(Exercise directions) Express only the material starting with the line that contains "Batch processing job — object class: boot sole." and continuing through the line that contains "0 144 92 200" as a two-column CSV with the headers text and coordinates, one row per object class. Enclose each field in quotation marks and replace any line breaks within a field with spaces.

(Stored rows)
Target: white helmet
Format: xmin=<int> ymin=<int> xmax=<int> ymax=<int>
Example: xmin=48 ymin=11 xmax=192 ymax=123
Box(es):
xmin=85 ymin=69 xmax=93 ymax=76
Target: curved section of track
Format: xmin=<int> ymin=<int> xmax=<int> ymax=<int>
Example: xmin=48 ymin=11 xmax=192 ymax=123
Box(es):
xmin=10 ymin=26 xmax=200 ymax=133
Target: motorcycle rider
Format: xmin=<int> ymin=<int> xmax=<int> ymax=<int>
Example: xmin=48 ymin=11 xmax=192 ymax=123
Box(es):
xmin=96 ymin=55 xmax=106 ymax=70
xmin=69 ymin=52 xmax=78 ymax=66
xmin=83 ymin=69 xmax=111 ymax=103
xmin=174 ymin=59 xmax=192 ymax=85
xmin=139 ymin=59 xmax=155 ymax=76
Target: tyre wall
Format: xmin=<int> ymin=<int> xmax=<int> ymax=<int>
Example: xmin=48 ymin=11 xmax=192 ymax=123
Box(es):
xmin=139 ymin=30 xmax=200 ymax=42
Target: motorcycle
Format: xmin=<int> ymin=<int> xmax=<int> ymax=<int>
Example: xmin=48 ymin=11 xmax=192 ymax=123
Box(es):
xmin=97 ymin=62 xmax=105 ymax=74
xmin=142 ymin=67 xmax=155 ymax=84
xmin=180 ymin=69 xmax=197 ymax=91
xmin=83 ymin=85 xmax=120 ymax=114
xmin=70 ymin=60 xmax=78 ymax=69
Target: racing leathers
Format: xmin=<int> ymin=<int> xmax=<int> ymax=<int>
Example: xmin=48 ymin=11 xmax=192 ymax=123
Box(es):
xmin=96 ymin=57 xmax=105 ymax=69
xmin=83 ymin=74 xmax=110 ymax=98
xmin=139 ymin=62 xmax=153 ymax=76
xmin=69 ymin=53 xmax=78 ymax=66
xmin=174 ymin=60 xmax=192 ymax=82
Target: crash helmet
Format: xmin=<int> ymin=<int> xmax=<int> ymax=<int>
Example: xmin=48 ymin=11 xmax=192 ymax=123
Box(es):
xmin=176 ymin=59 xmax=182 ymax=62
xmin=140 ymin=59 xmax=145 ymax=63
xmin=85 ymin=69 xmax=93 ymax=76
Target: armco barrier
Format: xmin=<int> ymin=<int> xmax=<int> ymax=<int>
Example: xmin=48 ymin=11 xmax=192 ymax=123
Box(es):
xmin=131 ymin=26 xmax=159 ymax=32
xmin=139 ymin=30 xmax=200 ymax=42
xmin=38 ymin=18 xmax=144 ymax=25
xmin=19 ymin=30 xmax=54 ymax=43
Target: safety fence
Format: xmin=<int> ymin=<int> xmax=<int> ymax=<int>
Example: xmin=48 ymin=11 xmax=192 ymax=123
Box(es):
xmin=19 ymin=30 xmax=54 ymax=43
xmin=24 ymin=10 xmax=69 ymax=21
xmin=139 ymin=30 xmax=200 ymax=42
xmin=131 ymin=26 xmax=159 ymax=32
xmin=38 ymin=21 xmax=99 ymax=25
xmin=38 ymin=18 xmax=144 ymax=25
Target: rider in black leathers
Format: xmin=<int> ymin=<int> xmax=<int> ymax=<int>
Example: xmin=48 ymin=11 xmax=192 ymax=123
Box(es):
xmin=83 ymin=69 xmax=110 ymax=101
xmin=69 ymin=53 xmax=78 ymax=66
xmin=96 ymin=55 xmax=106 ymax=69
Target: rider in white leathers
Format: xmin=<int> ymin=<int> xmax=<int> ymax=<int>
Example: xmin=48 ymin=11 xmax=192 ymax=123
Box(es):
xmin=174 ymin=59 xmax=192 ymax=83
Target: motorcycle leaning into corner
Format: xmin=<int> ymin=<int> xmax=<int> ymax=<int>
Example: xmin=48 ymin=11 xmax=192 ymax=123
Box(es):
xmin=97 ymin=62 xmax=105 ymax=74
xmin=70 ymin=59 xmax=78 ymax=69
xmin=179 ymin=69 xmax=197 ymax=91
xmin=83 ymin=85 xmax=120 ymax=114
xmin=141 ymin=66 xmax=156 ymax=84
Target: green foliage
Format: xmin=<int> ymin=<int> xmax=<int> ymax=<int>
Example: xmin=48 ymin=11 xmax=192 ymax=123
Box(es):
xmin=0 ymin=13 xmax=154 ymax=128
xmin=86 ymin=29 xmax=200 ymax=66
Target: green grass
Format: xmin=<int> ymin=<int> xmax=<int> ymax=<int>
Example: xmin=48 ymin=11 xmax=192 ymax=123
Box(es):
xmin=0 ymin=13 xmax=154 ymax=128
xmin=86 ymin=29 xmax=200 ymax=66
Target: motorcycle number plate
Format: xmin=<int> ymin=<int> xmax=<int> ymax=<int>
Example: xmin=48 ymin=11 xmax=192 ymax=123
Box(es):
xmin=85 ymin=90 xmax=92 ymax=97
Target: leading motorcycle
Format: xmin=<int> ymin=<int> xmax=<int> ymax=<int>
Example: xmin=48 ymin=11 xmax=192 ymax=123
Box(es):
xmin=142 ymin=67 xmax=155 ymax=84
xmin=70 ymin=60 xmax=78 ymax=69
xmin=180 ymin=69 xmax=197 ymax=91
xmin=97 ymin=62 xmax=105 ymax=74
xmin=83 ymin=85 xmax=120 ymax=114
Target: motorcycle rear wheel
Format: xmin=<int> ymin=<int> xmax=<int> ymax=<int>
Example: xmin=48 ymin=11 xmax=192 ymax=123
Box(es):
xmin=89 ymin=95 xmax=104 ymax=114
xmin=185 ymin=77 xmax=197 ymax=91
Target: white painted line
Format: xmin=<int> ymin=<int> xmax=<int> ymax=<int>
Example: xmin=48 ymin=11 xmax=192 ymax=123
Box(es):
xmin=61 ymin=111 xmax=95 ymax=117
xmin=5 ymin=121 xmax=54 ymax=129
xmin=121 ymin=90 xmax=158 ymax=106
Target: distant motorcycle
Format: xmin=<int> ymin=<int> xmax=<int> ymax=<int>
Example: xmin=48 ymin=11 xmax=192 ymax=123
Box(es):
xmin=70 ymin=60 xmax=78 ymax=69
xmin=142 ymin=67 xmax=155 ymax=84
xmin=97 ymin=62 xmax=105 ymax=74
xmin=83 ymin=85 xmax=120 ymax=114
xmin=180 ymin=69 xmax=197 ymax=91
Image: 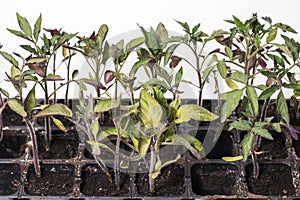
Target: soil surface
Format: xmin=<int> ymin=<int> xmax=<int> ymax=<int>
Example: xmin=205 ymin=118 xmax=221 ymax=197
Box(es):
xmin=25 ymin=164 xmax=74 ymax=196
xmin=196 ymin=130 xmax=234 ymax=159
xmin=37 ymin=131 xmax=79 ymax=159
xmin=135 ymin=164 xmax=185 ymax=196
xmin=0 ymin=129 xmax=28 ymax=158
xmin=246 ymin=163 xmax=295 ymax=196
xmin=2 ymin=106 xmax=25 ymax=126
xmin=0 ymin=164 xmax=21 ymax=195
xmin=258 ymin=131 xmax=288 ymax=159
xmin=191 ymin=163 xmax=239 ymax=195
xmin=80 ymin=164 xmax=130 ymax=196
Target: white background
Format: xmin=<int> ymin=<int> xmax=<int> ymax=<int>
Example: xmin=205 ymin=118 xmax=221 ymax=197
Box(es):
xmin=0 ymin=0 xmax=300 ymax=99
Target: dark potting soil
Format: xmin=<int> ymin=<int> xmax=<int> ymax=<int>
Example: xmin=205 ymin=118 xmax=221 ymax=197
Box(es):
xmin=2 ymin=106 xmax=25 ymax=126
xmin=80 ymin=164 xmax=130 ymax=196
xmin=191 ymin=163 xmax=239 ymax=195
xmin=135 ymin=164 xmax=185 ymax=196
xmin=258 ymin=131 xmax=288 ymax=159
xmin=196 ymin=130 xmax=234 ymax=159
xmin=25 ymin=164 xmax=74 ymax=196
xmin=0 ymin=164 xmax=21 ymax=195
xmin=37 ymin=131 xmax=79 ymax=159
xmin=246 ymin=163 xmax=295 ymax=196
xmin=0 ymin=130 xmax=28 ymax=158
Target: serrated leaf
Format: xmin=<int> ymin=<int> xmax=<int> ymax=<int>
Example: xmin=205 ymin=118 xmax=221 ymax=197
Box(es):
xmin=230 ymin=71 xmax=248 ymax=84
xmin=0 ymin=51 xmax=19 ymax=67
xmin=246 ymin=86 xmax=259 ymax=116
xmin=51 ymin=117 xmax=67 ymax=132
xmin=24 ymin=86 xmax=36 ymax=116
xmin=175 ymin=104 xmax=218 ymax=124
xmin=252 ymin=127 xmax=273 ymax=140
xmin=276 ymin=90 xmax=290 ymax=124
xmin=17 ymin=13 xmax=32 ymax=37
xmin=217 ymin=59 xmax=227 ymax=78
xmin=258 ymin=85 xmax=277 ymax=99
xmin=35 ymin=103 xmax=73 ymax=118
xmin=139 ymin=89 xmax=163 ymax=129
xmin=225 ymin=78 xmax=239 ymax=90
xmin=241 ymin=132 xmax=254 ymax=161
xmin=221 ymin=89 xmax=243 ymax=122
xmin=33 ymin=14 xmax=42 ymax=42
xmin=94 ymin=99 xmax=120 ymax=113
xmin=8 ymin=99 xmax=27 ymax=117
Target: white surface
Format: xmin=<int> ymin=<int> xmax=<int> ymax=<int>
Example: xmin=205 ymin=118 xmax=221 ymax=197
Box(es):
xmin=0 ymin=0 xmax=300 ymax=99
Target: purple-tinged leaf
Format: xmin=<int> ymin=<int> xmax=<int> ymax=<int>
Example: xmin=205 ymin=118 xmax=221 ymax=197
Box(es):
xmin=104 ymin=70 xmax=115 ymax=84
xmin=257 ymin=57 xmax=267 ymax=68
xmin=283 ymin=124 xmax=299 ymax=140
xmin=169 ymin=56 xmax=182 ymax=68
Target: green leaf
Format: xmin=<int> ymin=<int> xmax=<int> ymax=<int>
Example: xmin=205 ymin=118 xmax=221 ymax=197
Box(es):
xmin=164 ymin=44 xmax=179 ymax=65
xmin=221 ymin=89 xmax=243 ymax=122
xmin=94 ymin=99 xmax=120 ymax=113
xmin=282 ymin=35 xmax=299 ymax=61
xmin=217 ymin=59 xmax=227 ymax=78
xmin=252 ymin=127 xmax=273 ymax=140
xmin=241 ymin=132 xmax=254 ymax=161
xmin=33 ymin=14 xmax=42 ymax=42
xmin=271 ymin=123 xmax=281 ymax=133
xmin=228 ymin=119 xmax=252 ymax=131
xmin=258 ymin=85 xmax=277 ymax=99
xmin=7 ymin=28 xmax=32 ymax=41
xmin=276 ymin=90 xmax=290 ymax=124
xmin=156 ymin=22 xmax=168 ymax=44
xmin=225 ymin=47 xmax=233 ymax=60
xmin=35 ymin=103 xmax=72 ymax=118
xmin=140 ymin=27 xmax=161 ymax=58
xmin=230 ymin=71 xmax=248 ymax=84
xmin=222 ymin=156 xmax=243 ymax=162
xmin=8 ymin=99 xmax=27 ymax=117
xmin=140 ymin=89 xmax=163 ymax=129
xmin=17 ymin=13 xmax=32 ymax=37
xmin=266 ymin=28 xmax=277 ymax=43
xmin=129 ymin=58 xmax=151 ymax=78
xmin=126 ymin=37 xmax=145 ymax=52
xmin=72 ymin=69 xmax=79 ymax=80
xmin=233 ymin=16 xmax=245 ymax=33
xmin=153 ymin=87 xmax=167 ymax=107
xmin=175 ymin=104 xmax=218 ymax=124
xmin=0 ymin=51 xmax=19 ymax=67
xmin=225 ymin=78 xmax=239 ymax=90
xmin=246 ymin=86 xmax=259 ymax=116
xmin=24 ymin=85 xmax=36 ymax=116
xmin=202 ymin=65 xmax=215 ymax=82
xmin=51 ymin=117 xmax=67 ymax=132
xmin=175 ymin=67 xmax=183 ymax=85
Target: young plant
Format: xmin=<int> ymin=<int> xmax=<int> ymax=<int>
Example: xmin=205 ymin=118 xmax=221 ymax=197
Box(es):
xmin=7 ymin=13 xmax=77 ymax=151
xmin=0 ymin=47 xmax=41 ymax=176
xmin=216 ymin=14 xmax=299 ymax=177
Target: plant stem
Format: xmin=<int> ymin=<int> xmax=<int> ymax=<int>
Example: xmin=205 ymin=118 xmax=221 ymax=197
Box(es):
xmin=24 ymin=117 xmax=41 ymax=177
xmin=148 ymin=145 xmax=156 ymax=193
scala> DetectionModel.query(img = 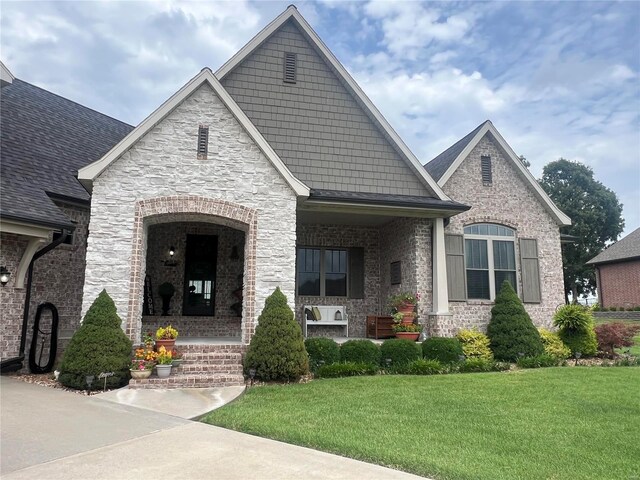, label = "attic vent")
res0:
[198,125,209,160]
[480,155,493,185]
[284,52,297,83]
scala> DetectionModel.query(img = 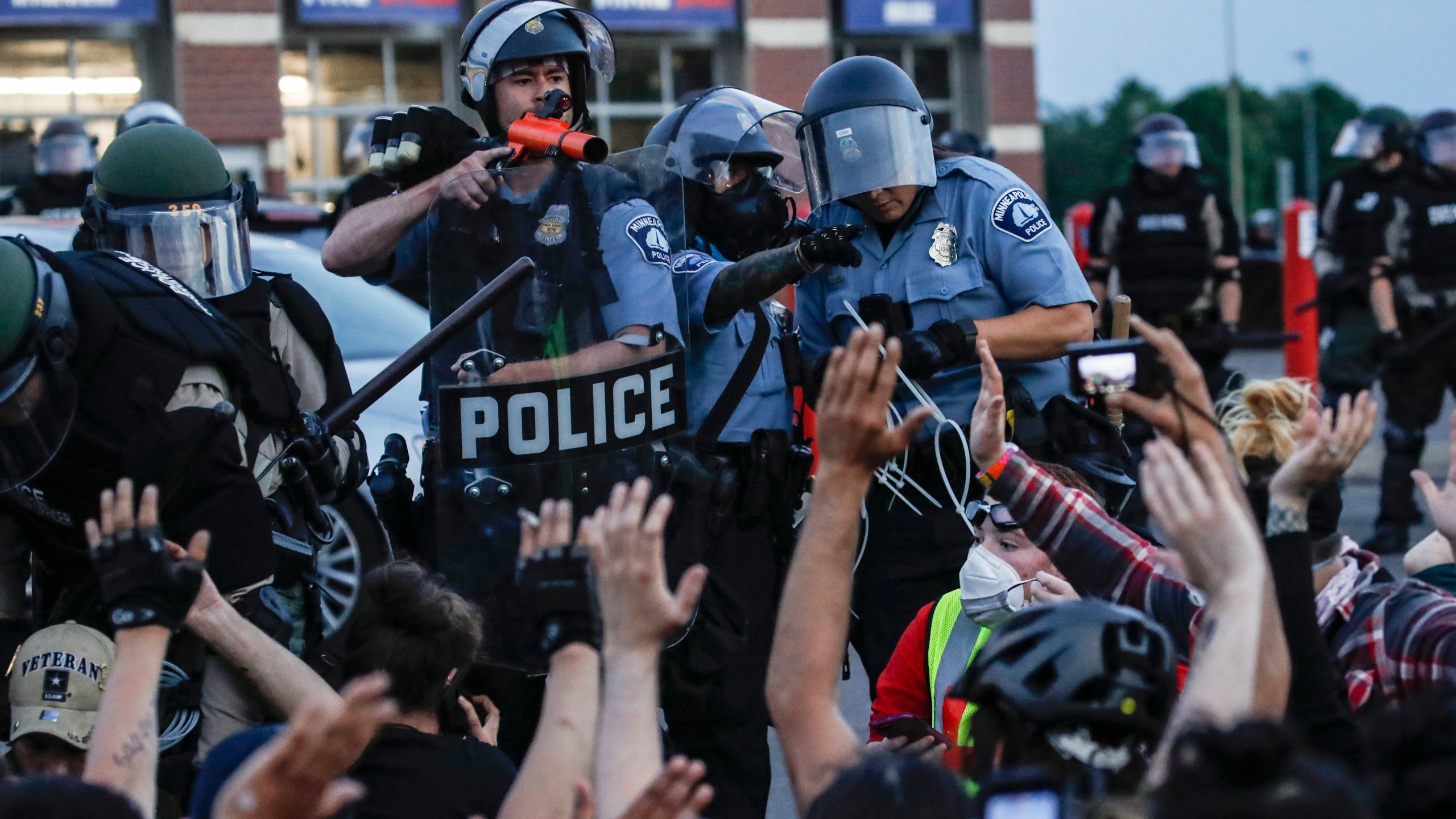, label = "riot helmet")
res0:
[1415,108,1456,171]
[35,117,96,176]
[1133,114,1203,168]
[117,99,187,137]
[460,0,616,137]
[0,238,77,491]
[1329,105,1411,159]
[81,124,258,299]
[647,88,804,261]
[951,599,1175,775]
[798,55,936,208]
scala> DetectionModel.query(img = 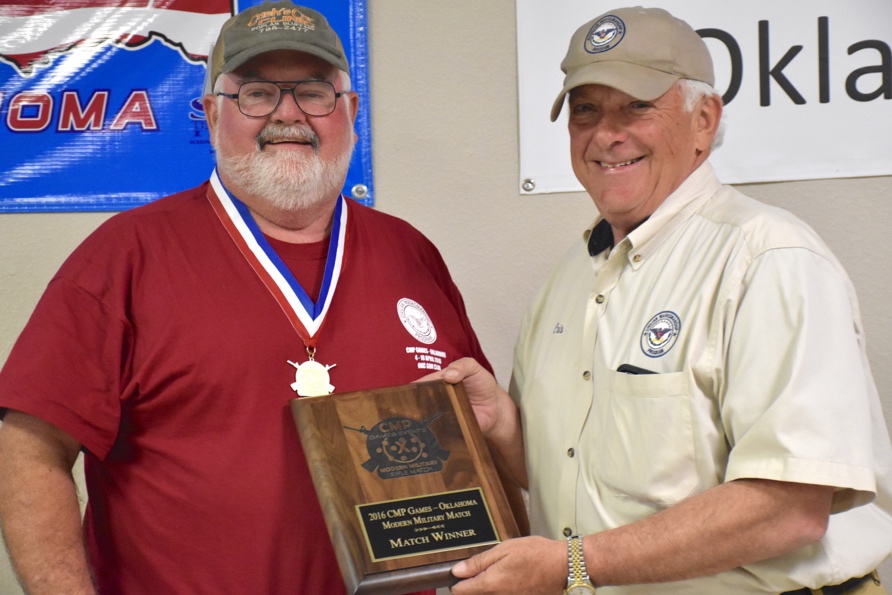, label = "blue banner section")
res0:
[0,0,374,212]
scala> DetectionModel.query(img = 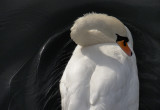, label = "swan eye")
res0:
[116,34,132,56]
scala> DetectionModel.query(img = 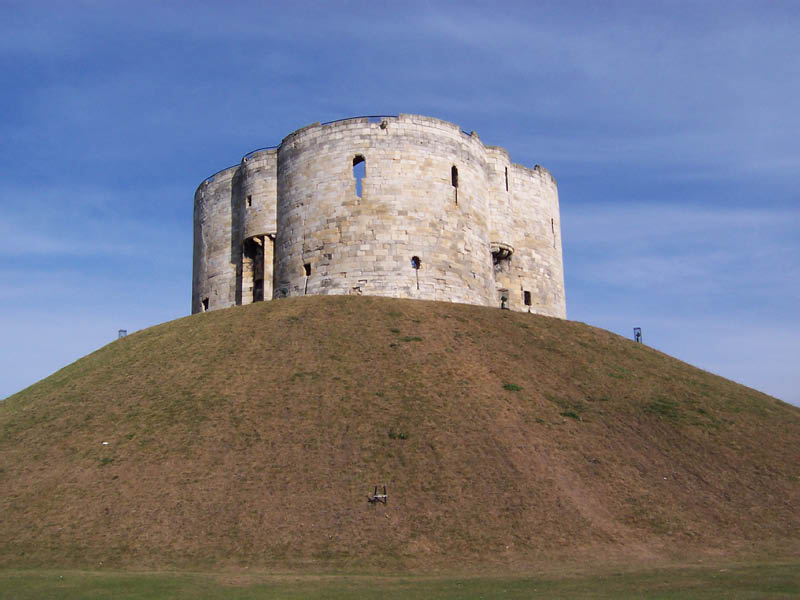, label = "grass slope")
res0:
[0,297,800,572]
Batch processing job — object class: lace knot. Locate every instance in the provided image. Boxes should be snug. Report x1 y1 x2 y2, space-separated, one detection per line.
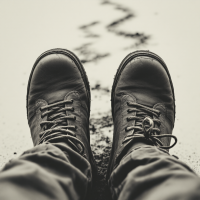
122 102 177 149
39 99 84 156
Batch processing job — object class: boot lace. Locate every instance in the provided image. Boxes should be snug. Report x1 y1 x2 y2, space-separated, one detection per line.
39 100 84 155
123 102 177 149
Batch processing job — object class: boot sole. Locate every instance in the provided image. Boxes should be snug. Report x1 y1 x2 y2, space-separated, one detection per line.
111 50 176 119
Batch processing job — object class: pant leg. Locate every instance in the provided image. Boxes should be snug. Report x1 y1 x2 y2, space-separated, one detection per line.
109 146 200 200
0 144 92 200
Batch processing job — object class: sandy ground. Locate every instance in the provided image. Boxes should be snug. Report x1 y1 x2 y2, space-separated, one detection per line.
0 0 200 199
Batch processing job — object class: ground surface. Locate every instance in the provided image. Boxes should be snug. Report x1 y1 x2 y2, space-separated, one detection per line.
0 0 200 200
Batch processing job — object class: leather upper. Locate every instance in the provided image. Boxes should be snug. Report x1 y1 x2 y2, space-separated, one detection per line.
108 53 175 176
27 49 92 160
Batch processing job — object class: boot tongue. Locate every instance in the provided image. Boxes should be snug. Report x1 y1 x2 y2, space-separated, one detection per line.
47 104 68 129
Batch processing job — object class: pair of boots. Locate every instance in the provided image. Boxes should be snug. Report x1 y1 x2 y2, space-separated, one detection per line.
27 49 177 198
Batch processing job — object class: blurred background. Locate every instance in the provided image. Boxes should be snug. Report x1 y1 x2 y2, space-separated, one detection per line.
0 0 200 183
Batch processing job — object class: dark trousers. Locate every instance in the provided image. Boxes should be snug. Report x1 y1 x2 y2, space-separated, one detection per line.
0 144 200 200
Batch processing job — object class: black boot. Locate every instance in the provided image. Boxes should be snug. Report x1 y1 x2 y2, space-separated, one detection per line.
27 49 95 177
107 51 177 178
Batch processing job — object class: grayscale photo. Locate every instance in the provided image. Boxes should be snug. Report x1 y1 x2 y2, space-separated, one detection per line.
0 0 200 200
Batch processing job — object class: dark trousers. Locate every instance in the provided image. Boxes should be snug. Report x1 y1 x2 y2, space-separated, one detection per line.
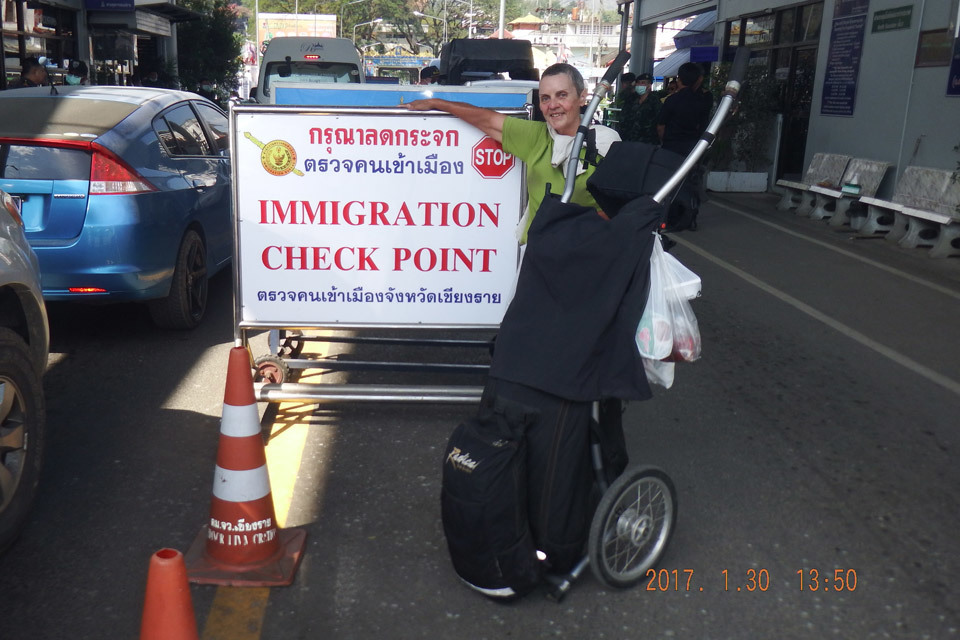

(Response below)
text,coordinates
"Batch processing job — object class: boot sole. Locate every instance in the provided image. Boxes should be snug. Report x1 y1 x2 y2, space-separated, one detection per line.","111 50 176 119"
"Batch processing job — object class: pant leg. Locate every instance in the provided image. Boxes should be snug. Report x1 y1 x2 y2, space-separated, one detection per line.","109 146 200 200 0 144 92 200"